GIVEN RECORDS ▸
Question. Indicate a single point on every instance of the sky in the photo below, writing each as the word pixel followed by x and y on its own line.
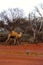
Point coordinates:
pixel 26 5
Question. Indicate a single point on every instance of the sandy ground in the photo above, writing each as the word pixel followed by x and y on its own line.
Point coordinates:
pixel 28 54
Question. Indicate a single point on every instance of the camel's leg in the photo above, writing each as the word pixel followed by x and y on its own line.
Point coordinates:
pixel 8 38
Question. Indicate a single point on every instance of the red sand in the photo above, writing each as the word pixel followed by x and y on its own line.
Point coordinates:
pixel 17 55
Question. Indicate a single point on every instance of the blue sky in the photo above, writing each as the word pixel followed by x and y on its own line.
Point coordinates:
pixel 27 5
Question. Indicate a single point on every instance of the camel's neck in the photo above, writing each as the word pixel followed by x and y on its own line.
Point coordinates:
pixel 20 35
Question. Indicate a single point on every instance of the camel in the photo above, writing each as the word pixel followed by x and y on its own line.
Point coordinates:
pixel 15 35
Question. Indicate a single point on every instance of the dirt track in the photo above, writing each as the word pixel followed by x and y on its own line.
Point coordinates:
pixel 29 54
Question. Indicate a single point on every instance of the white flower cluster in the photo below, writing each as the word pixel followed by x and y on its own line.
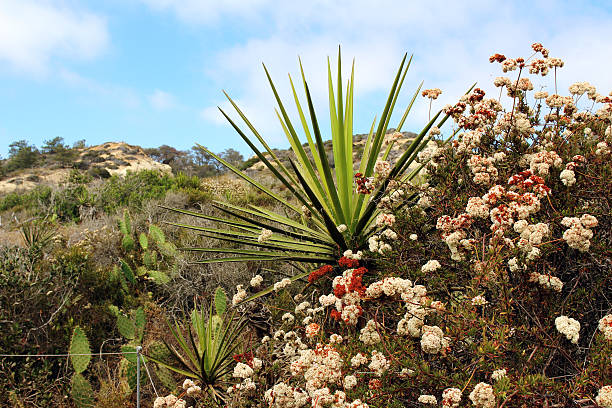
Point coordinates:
pixel 580 88
pixel 350 255
pixel 579 232
pixel 451 397
pixel 602 147
pixel 483 169
pixel 569 327
pixel 604 397
pixel 482 396
pixel 239 296
pixel 169 401
pixel 498 374
pixel 605 326
pixel 256 281
pixel 378 363
pixel 479 300
pixel 568 177
pixel 546 281
pixel 319 366
pixel 431 266
pixel 382 169
pixel 282 284
pixel 265 235
pixel 427 399
pixel 541 162
pixel 369 334
pixel 385 219
pixel 433 340
pixel 191 388
pixel 284 396
pixel 243 371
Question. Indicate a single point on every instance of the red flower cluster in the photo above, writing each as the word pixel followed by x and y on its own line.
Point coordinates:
pixel 355 284
pixel 246 358
pixel 364 184
pixel 526 180
pixel 348 263
pixel 322 271
pixel 497 57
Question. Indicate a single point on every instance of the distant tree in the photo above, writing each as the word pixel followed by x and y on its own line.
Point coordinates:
pixel 165 154
pixel 58 152
pixel 232 156
pixel 54 146
pixel 21 155
pixel 79 144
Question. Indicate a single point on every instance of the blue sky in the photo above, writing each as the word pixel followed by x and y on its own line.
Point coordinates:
pixel 151 72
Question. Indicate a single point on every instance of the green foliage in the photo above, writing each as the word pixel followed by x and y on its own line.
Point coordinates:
pixel 220 301
pixel 205 349
pixel 82 392
pixel 126 327
pixel 79 345
pixel 329 197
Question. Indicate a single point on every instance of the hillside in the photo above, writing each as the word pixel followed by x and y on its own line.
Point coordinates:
pixel 105 160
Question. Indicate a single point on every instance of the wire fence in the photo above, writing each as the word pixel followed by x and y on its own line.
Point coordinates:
pixel 139 361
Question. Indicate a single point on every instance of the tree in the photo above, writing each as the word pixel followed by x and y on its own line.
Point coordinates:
pixel 54 146
pixel 21 155
pixel 232 156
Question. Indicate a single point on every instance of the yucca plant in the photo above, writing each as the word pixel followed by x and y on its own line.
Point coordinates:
pixel 328 196
pixel 206 349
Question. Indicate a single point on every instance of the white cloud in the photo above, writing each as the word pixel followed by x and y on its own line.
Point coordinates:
pixel 33 33
pixel 125 96
pixel 161 100
pixel 451 42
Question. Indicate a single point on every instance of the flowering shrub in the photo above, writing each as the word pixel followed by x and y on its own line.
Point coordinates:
pixel 492 287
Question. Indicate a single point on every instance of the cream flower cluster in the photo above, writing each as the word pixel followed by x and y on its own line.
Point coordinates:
pixel 579 234
pixel 382 169
pixel 451 397
pixel 239 296
pixel 385 219
pixel 482 396
pixel 369 334
pixel 498 374
pixel 256 281
pixel 431 266
pixel 541 162
pixel 546 281
pixel 265 235
pixel 378 363
pixel 483 169
pixel 428 399
pixel 604 397
pixel 283 283
pixel 433 340
pixel 569 327
pixel 605 326
pixel 169 401
pixel 285 396
pixel 350 255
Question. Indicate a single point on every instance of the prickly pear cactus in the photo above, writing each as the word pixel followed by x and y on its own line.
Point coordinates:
pixel 79 350
pixel 220 301
pixel 126 327
pixel 82 392
pixel 144 241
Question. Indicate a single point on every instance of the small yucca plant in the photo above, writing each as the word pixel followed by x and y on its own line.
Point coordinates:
pixel 327 196
pixel 206 349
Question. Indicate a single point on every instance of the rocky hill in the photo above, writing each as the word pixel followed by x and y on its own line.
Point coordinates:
pixel 105 160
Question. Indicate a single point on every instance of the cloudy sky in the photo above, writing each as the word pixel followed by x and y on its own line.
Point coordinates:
pixel 151 72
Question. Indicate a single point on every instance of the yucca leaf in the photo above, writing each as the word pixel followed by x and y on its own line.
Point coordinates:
pixel 336 207
pixel 331 226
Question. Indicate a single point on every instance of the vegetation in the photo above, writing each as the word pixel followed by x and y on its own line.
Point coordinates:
pixel 472 272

HOW TO COMPLETE THIS TASK ▸
Look through the material and copy each line that has "plant".

RESPONSE ▸
Question. Indicate a single point on every instance of the yucca plant in the photo above, writing each as the word pixel followed by x and y on its own line.
Question. Indicate a single point on every instance of the small yucca plant in the photo above, writing each as the word pixel followed by x and y on its own line.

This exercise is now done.